** START **

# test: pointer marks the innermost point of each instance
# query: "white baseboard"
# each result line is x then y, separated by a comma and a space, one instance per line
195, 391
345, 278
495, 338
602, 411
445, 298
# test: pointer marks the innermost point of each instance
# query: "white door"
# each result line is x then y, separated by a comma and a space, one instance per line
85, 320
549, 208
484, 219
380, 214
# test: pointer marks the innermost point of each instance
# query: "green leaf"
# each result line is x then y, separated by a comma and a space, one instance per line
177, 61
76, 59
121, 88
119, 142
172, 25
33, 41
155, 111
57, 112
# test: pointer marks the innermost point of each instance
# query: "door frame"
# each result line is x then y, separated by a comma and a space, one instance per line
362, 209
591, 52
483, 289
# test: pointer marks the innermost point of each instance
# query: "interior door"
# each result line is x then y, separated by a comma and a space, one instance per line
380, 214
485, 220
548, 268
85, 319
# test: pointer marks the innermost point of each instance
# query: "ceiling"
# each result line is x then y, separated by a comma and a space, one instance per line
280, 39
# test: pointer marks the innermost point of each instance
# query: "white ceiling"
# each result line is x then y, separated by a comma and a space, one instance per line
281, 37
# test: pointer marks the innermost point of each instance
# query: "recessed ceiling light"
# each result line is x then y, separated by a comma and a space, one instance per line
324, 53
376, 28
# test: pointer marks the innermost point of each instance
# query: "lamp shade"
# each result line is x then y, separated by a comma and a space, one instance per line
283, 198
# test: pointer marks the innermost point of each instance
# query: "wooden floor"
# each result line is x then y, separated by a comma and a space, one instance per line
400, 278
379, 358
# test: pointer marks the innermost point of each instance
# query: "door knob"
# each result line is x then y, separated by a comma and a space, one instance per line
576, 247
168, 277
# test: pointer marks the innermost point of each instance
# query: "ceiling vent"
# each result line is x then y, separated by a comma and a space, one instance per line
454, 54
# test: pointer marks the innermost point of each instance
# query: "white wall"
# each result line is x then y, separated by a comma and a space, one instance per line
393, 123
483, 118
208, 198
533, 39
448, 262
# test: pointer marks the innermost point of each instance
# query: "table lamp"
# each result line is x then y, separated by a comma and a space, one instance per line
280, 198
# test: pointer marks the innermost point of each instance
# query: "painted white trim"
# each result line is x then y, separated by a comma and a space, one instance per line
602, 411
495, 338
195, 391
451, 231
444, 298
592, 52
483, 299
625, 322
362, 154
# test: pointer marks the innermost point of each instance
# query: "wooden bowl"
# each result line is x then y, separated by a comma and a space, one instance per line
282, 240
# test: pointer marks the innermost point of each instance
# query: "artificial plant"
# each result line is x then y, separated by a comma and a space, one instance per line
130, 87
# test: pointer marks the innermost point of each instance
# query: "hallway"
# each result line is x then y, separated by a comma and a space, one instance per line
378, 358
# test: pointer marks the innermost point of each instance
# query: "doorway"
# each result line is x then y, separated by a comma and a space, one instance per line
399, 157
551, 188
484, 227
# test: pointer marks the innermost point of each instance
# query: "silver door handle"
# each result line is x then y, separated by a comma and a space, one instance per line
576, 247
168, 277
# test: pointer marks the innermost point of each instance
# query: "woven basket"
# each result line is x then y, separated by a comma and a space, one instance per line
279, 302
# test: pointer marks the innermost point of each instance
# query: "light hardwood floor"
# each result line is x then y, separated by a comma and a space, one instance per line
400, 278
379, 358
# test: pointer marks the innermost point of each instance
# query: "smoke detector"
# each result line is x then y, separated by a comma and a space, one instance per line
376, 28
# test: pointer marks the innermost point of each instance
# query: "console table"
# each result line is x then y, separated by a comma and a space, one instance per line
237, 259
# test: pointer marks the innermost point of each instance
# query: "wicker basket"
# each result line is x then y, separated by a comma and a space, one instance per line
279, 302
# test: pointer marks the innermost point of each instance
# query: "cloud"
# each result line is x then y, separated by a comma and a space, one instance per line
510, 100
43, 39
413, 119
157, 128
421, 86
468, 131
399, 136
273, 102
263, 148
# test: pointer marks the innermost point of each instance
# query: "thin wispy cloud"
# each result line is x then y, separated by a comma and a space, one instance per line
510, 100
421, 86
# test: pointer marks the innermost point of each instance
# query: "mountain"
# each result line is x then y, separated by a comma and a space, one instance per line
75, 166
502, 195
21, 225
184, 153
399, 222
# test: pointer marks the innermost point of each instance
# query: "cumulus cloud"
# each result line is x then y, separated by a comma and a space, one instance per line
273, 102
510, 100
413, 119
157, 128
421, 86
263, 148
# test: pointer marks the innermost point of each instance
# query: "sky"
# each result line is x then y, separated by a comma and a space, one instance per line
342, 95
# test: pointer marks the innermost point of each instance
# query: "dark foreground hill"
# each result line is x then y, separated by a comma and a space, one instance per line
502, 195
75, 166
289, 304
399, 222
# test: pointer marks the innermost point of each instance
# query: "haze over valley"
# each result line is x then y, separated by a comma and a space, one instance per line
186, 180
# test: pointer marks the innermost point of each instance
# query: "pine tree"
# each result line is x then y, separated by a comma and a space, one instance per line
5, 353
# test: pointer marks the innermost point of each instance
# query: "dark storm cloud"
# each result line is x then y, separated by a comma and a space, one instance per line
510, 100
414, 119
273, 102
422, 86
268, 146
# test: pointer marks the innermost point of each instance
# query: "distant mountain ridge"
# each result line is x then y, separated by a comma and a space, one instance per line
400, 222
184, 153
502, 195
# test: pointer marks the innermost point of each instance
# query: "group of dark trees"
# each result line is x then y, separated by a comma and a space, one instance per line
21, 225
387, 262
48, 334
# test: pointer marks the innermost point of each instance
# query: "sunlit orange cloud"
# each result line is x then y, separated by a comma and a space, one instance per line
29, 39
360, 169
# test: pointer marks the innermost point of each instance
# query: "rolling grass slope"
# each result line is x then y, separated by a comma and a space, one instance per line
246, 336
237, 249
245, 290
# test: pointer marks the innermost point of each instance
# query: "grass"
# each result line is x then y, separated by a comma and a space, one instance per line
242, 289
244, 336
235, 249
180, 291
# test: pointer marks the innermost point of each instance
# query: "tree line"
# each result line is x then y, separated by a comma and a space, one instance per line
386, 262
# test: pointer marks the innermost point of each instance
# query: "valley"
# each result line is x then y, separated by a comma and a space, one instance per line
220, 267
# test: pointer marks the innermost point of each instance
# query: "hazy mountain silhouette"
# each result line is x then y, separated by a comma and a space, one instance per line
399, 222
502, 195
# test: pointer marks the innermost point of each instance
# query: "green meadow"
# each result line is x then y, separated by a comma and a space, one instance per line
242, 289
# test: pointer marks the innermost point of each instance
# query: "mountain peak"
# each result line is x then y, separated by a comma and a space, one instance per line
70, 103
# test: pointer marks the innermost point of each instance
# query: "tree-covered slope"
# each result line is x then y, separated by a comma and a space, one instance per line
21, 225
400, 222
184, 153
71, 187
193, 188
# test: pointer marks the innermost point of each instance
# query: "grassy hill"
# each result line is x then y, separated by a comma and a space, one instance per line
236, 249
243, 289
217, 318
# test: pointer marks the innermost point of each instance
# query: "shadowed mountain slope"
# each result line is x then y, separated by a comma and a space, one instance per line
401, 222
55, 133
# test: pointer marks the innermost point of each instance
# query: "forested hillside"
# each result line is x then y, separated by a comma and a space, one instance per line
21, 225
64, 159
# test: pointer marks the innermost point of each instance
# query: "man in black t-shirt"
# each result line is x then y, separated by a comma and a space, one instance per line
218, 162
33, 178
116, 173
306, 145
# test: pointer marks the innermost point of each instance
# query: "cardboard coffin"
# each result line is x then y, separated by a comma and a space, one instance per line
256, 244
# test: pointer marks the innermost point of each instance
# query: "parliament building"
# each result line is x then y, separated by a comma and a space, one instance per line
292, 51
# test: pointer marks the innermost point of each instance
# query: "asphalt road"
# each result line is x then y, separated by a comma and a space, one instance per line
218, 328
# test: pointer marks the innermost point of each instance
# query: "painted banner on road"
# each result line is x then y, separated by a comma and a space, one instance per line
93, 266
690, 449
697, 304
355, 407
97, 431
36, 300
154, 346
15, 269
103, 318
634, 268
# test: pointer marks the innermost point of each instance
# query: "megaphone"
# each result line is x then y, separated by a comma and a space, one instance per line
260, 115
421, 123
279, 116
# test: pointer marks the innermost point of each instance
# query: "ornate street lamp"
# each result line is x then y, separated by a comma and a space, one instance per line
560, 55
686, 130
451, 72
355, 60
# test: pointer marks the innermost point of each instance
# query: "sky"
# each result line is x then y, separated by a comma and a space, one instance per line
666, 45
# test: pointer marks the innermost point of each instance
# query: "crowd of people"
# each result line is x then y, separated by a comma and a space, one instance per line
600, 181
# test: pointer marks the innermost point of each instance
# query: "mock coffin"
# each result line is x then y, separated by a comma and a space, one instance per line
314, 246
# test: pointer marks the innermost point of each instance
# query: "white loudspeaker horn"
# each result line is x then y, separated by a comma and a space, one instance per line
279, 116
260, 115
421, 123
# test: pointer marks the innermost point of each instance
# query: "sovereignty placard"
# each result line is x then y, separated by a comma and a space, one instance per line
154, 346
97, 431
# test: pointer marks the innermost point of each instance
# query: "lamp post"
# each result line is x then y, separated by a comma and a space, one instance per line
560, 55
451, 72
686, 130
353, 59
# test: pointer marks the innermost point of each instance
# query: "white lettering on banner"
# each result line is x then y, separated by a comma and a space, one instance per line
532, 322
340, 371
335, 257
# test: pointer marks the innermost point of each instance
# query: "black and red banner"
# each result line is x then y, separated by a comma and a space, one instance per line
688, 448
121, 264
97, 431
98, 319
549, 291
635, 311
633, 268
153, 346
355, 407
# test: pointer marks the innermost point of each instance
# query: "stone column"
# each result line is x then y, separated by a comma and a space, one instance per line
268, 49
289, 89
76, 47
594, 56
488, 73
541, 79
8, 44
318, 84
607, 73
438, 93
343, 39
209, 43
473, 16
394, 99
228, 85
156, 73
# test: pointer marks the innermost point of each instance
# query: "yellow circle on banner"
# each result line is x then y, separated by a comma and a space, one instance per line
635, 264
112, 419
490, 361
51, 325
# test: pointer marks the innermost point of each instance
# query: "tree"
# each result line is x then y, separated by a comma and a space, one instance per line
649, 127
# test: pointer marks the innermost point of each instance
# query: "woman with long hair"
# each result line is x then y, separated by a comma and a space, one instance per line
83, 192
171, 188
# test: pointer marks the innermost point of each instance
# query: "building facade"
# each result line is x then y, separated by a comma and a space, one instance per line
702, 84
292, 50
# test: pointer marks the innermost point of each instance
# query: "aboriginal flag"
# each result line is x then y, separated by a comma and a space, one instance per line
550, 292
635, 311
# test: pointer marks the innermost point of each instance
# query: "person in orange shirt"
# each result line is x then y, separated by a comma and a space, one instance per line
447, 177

** END **

» **What is required**:
Please count the lines of the data above that contain the string "floor", treating uppercase and lowercase as different, and reply with that number alone.

» **Written response**:
2